### EXERCISE OBJECTIVE
Print word for word the first line of the records below and every following line through the one containing "Could you kindly annotate the man's hand"; print nothing else.

### Records from a dataset
════════════════════

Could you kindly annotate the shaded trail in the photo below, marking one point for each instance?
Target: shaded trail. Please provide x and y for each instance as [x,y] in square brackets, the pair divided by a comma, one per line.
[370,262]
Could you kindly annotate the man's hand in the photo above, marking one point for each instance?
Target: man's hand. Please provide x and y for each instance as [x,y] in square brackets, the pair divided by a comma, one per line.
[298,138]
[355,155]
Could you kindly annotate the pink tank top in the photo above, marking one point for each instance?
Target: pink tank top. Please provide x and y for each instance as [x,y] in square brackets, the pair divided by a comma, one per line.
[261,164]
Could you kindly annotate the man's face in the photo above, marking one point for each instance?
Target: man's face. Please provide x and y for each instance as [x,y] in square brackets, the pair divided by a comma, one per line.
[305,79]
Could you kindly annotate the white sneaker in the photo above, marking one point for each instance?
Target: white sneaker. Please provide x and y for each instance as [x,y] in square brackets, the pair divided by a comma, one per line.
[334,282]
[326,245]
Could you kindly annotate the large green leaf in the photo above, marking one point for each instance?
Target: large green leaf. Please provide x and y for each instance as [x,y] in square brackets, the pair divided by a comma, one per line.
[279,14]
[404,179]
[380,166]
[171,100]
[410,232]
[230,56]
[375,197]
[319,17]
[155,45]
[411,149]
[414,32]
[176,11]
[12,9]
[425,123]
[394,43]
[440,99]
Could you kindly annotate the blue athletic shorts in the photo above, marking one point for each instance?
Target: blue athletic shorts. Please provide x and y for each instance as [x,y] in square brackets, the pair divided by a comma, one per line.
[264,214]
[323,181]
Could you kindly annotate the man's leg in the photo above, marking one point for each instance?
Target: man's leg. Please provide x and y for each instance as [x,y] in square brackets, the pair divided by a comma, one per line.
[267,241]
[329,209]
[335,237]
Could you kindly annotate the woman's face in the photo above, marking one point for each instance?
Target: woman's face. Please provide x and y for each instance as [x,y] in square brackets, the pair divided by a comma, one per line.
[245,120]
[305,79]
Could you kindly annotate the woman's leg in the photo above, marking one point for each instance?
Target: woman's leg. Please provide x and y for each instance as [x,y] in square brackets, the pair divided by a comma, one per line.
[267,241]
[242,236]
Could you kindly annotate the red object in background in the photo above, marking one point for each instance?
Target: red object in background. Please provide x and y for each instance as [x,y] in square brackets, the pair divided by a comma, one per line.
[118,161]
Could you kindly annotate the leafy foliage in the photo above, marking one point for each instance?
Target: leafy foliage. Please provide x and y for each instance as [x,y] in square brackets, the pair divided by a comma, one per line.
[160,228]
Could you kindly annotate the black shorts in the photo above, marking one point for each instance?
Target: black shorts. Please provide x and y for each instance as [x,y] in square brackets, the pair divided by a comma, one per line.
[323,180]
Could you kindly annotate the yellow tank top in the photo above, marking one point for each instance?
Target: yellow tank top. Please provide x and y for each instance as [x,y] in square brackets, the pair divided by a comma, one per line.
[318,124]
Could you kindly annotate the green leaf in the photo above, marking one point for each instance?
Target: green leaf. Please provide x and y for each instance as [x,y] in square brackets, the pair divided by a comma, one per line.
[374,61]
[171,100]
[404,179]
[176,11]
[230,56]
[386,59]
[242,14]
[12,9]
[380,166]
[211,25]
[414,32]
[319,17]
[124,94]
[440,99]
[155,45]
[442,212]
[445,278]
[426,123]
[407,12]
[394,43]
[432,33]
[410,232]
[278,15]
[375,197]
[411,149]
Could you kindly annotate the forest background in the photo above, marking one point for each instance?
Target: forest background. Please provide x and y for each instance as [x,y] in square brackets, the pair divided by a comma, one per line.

════════════════════

### EXERCISE ANSWER
Could you kindly annotate the shaded trail in the photo below, marking one point for each instance?
Target: shaded trail. Please provide x and y for each instance as [x,y] in square brackets, the pair divided by a comma, one per line.
[370,262]
Could you kindly annotate the man's hand in the photo above, marking one point for each instance?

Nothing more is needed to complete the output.